— start STORED DATA —

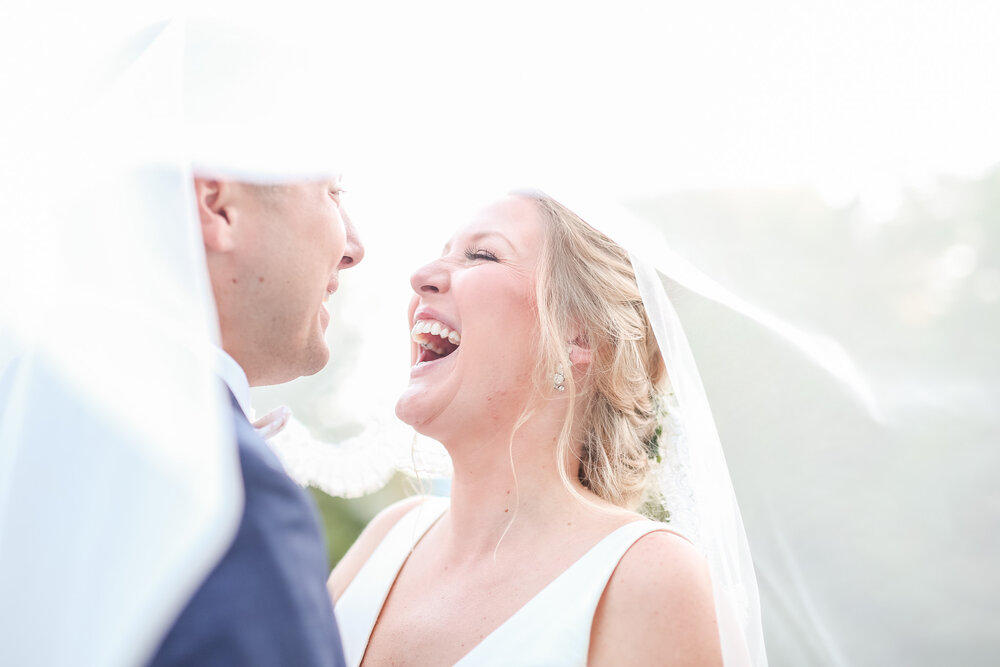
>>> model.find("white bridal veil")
[0,3,342,665]
[0,0,1000,667]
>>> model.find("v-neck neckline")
[359,498,669,667]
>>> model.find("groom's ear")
[194,177,236,252]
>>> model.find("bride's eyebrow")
[441,232,514,255]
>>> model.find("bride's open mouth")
[410,320,462,366]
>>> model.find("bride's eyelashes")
[465,246,500,262]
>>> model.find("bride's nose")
[410,259,451,295]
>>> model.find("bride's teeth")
[410,320,462,355]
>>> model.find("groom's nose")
[337,207,365,270]
[410,259,450,295]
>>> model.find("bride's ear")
[569,336,590,366]
[194,177,236,252]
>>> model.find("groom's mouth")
[410,320,462,365]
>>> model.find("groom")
[150,178,364,667]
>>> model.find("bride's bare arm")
[588,532,722,667]
[326,497,422,602]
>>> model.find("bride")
[329,194,746,666]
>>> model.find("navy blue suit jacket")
[150,399,344,667]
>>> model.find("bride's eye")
[330,185,347,206]
[465,248,498,262]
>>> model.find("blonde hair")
[515,192,666,509]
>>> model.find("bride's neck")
[445,421,583,556]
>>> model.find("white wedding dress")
[335,498,669,667]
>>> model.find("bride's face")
[396,197,544,442]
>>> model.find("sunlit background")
[0,0,1000,665]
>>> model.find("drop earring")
[552,346,573,391]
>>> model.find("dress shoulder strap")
[334,496,449,667]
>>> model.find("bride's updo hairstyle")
[517,192,666,509]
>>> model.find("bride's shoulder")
[326,496,429,600]
[591,530,721,665]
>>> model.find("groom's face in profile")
[195,179,364,386]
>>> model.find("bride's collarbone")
[366,517,628,665]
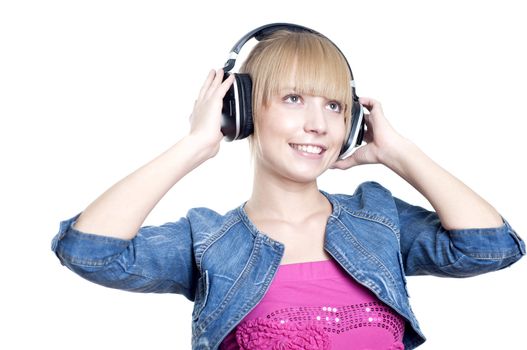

— end STORED DATA —

SET TASK ::
Count the lines of the records above that contain the string "nose", treating uppercase and lowercase as different. Give only the number.

SOLUTION TO THE EXERCISE ::
2